### WHAT TO PRODUCE
Without changing a word, repeat the data, and include no pictures.

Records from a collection
------------------------------

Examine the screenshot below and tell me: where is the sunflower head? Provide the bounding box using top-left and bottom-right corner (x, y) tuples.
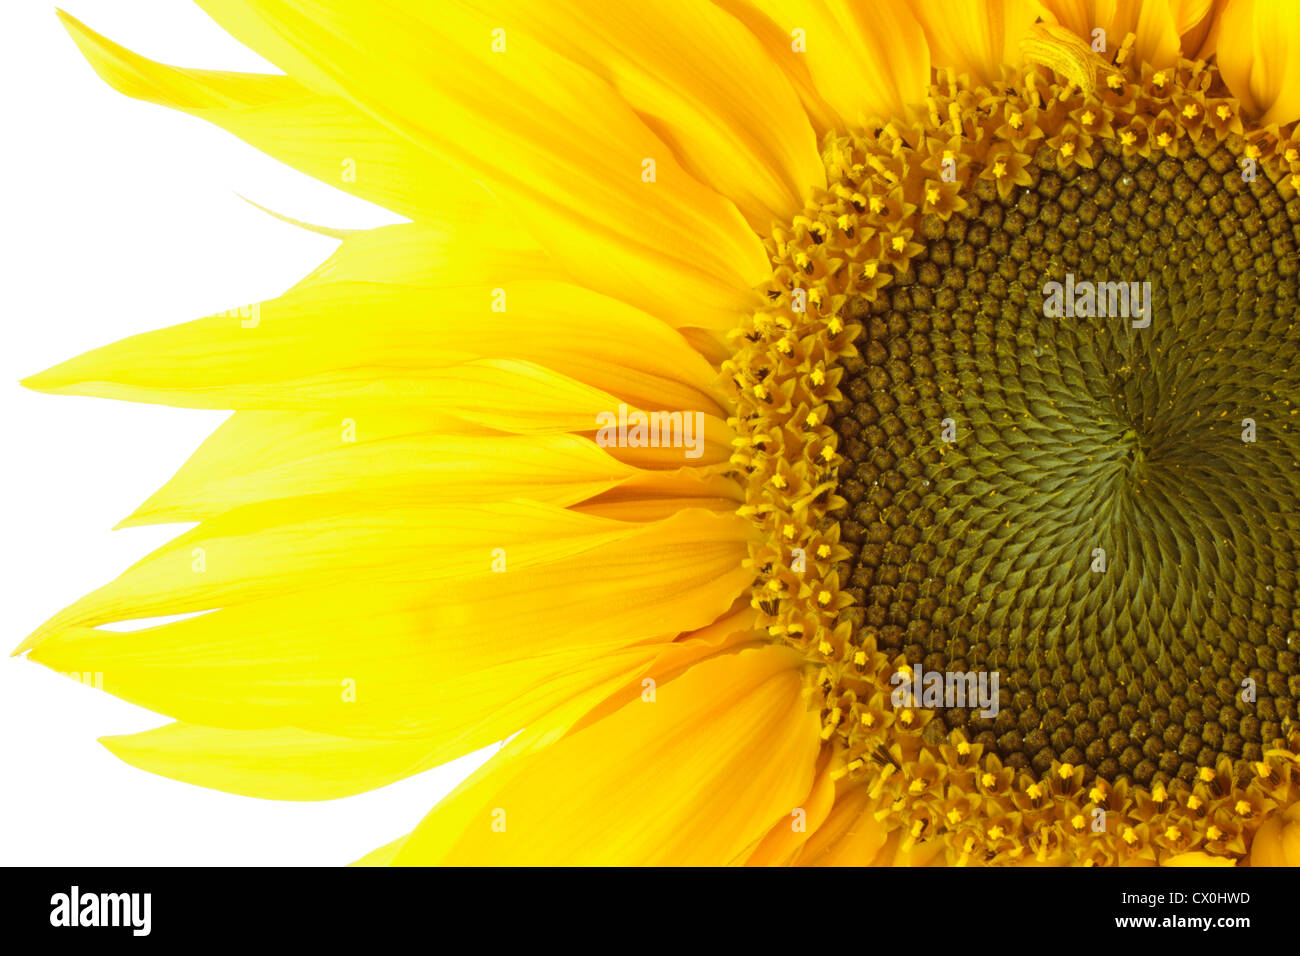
(18, 0), (1300, 866)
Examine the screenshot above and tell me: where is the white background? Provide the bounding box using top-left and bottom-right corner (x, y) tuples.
(1, 1), (493, 865)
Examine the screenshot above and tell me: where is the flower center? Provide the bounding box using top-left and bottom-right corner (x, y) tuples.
(726, 44), (1300, 864)
(833, 138), (1300, 791)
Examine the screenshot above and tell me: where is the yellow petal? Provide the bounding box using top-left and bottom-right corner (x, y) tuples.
(744, 752), (839, 865)
(710, 0), (840, 136)
(793, 782), (891, 865)
(1039, 0), (1182, 68)
(24, 276), (722, 414)
(870, 829), (948, 866)
(295, 221), (554, 290)
(100, 723), (445, 800)
(345, 609), (757, 862)
(1170, 0), (1217, 36)
(574, 495), (739, 522)
(196, 0), (769, 331)
(100, 609), (758, 804)
(16, 499), (647, 654)
(29, 511), (752, 755)
(388, 645), (820, 864)
(1162, 851), (1239, 866)
(1284, 813), (1300, 867)
(58, 10), (488, 224)
(1178, 0), (1226, 59)
(913, 0), (1050, 83)
(1248, 809), (1299, 866)
(495, 0), (824, 230)
(123, 410), (739, 527)
(123, 417), (639, 526)
(735, 0), (930, 127)
(353, 834), (408, 865)
(1216, 0), (1300, 126)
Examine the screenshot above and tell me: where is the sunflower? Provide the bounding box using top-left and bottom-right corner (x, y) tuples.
(18, 0), (1300, 867)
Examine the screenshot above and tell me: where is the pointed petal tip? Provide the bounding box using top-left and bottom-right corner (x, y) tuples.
(11, 630), (41, 658)
(235, 193), (356, 239)
(97, 732), (133, 761)
(13, 610), (89, 659)
(54, 8), (110, 60)
(112, 509), (187, 531)
(20, 371), (54, 393)
(111, 516), (143, 531)
(20, 363), (78, 395)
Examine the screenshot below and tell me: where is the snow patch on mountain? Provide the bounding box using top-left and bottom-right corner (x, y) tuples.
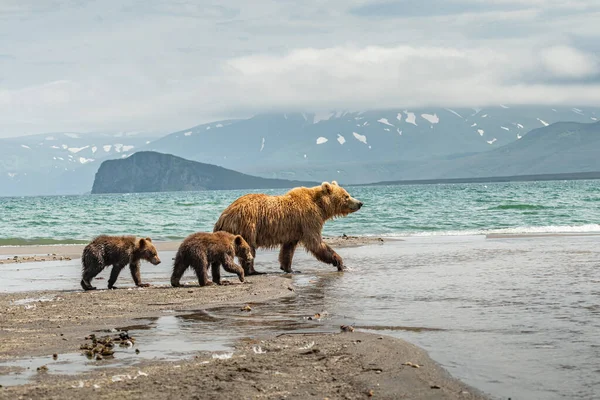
(445, 109), (464, 119)
(114, 144), (124, 152)
(477, 129), (484, 136)
(517, 134), (522, 139)
(352, 132), (368, 145)
(537, 118), (549, 126)
(103, 145), (112, 152)
(404, 111), (417, 126)
(517, 123), (524, 129)
(260, 137), (265, 152)
(572, 108), (584, 115)
(183, 131), (192, 136)
(68, 146), (89, 154)
(79, 157), (94, 164)
(421, 113), (439, 124)
(92, 146), (97, 153)
(500, 104), (510, 109)
(122, 145), (134, 152)
(501, 126), (510, 131)
(316, 137), (328, 145)
(397, 128), (402, 135)
(396, 113), (402, 122)
(487, 138), (497, 144)
(471, 123), (477, 127)
(216, 123), (223, 128)
(314, 112), (334, 124)
(64, 133), (80, 139)
(21, 145), (30, 149)
(337, 134), (346, 145)
(377, 118), (394, 127)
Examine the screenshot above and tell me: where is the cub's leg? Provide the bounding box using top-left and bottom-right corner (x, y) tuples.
(130, 261), (150, 287)
(211, 262), (222, 285)
(108, 264), (127, 289)
(221, 255), (245, 283)
(81, 252), (104, 291)
(191, 254), (211, 286)
(171, 251), (189, 287)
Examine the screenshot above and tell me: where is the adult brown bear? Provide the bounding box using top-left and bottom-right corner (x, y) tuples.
(213, 181), (363, 274)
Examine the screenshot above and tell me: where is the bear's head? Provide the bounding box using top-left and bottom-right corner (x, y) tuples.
(317, 181), (363, 218)
(233, 235), (253, 267)
(138, 237), (161, 265)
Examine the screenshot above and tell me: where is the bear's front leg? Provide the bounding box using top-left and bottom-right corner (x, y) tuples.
(108, 264), (127, 289)
(221, 256), (245, 283)
(279, 241), (299, 273)
(130, 262), (151, 288)
(306, 241), (346, 272)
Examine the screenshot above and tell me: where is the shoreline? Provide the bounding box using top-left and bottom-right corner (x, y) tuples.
(0, 235), (388, 265)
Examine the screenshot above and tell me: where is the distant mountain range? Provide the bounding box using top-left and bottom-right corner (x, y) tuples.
(91, 151), (317, 194)
(2, 105), (600, 196)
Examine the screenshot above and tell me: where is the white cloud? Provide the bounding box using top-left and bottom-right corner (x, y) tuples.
(539, 45), (599, 78)
(0, 0), (599, 136)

------------------------------

### ANSWER FOR THE TASK
Examine the screenshot below and tell me: where is the sunflower head? Provide the bounding box using top-left and bottom-right corner (x, y) tuples.
(18, 0), (1300, 866)
Examine the screenshot above and tell me: where is the white background? Provide the bounding box using top-left and bottom-right corner (x, y) tuples.
(1, 1), (493, 865)
Examine the screenshot above and tell me: where is the flower center? Provide the bounding box using top-left and bottom-right corner (x, y) tuples.
(726, 44), (1300, 864)
(833, 138), (1300, 791)
Examine the screenshot above and tell me: where is the yellow petal? Provide the bounding box using top-left and bottom-right corner (x, y) tuples.
(744, 752), (839, 865)
(710, 0), (840, 136)
(793, 782), (891, 865)
(1039, 0), (1182, 68)
(24, 276), (722, 414)
(870, 829), (948, 866)
(295, 221), (554, 290)
(100, 723), (445, 800)
(345, 609), (757, 862)
(1170, 0), (1217, 36)
(574, 495), (739, 522)
(196, 0), (769, 331)
(100, 609), (758, 804)
(16, 499), (647, 654)
(29, 511), (752, 755)
(388, 645), (820, 864)
(1162, 851), (1239, 866)
(1284, 813), (1300, 867)
(58, 10), (488, 224)
(1178, 0), (1226, 59)
(913, 0), (1050, 83)
(1248, 809), (1299, 866)
(495, 0), (824, 230)
(123, 410), (739, 527)
(123, 417), (639, 526)
(735, 0), (930, 127)
(353, 834), (408, 865)
(1216, 0), (1300, 126)
Examine the screenshot above and tell me: where is the sunflower? Provide the bounding box using top-left and bottom-right corner (x, y) tuples.
(18, 0), (1300, 867)
Examine the screenshot above and tell me: where is the pointed petal tip? Provide the bounding box using top-left and bottom-right corner (x, y) tuples.
(11, 630), (41, 658)
(235, 193), (356, 239)
(97, 732), (133, 761)
(13, 610), (89, 659)
(54, 8), (110, 60)
(112, 509), (187, 531)
(20, 371), (54, 393)
(111, 516), (143, 531)
(20, 363), (78, 395)
Examine the screenshot below and tell me: where is the snow patch on mountain? Provide the bounding box using top-left and bottom-right corner (x, y) tuples.
(445, 109), (464, 119)
(114, 144), (124, 152)
(477, 129), (484, 136)
(517, 134), (522, 139)
(352, 132), (368, 145)
(537, 118), (549, 126)
(103, 145), (112, 152)
(404, 111), (417, 126)
(517, 123), (524, 129)
(260, 137), (265, 152)
(572, 108), (584, 115)
(183, 131), (192, 136)
(68, 146), (89, 154)
(79, 157), (94, 164)
(421, 113), (439, 124)
(92, 146), (97, 153)
(500, 104), (510, 109)
(122, 145), (134, 152)
(501, 126), (510, 131)
(316, 137), (328, 145)
(397, 128), (402, 135)
(396, 113), (402, 122)
(487, 138), (497, 144)
(471, 123), (477, 127)
(216, 123), (223, 128)
(314, 112), (334, 124)
(64, 133), (80, 139)
(21, 145), (30, 149)
(337, 134), (346, 145)
(377, 118), (394, 127)
Examine the screenshot above and tell me: where is the cub's leg? Provide the bounding box using top-left and bottom-right corner (x, y) tuples.
(130, 261), (150, 287)
(211, 262), (222, 285)
(108, 264), (127, 289)
(221, 255), (245, 283)
(81, 252), (104, 291)
(191, 254), (211, 286)
(171, 251), (189, 287)
Examine the screenshot above and tell me: where is the adult brown bear? Provide the bounding box using top-left and bottom-right corner (x, y) tuples.
(213, 181), (363, 274)
Examine the screenshot above and tell me: where is the bear's head? Provide the bounding box using top-left and bottom-right corner (x, y) tuples.
(317, 181), (363, 218)
(233, 235), (253, 267)
(138, 237), (161, 265)
Examine the screenshot above and tell me: where is the bear's front leg? Provide the bounding box using top-left and bottom-right corner (x, y) tuples.
(108, 264), (127, 289)
(221, 256), (245, 283)
(279, 241), (299, 273)
(130, 262), (151, 288)
(306, 241), (346, 272)
Examine the screenshot above and tell me: where is the shoreline? Provide the bounding box using top-left and bottom-right corner (x, y) tuples.
(0, 235), (388, 265)
Examine the screenshot above and tell me: where is the distant mountain range? Provide the bounding box using top-left and bottom-right corner (x, y) tuples.
(91, 151), (317, 194)
(2, 105), (600, 196)
Examine the screenshot above and tell me: where is the white cloud? Provide the bounding box using top-left and bottom-right corner (x, y) tuples.
(539, 45), (599, 78)
(0, 0), (599, 136)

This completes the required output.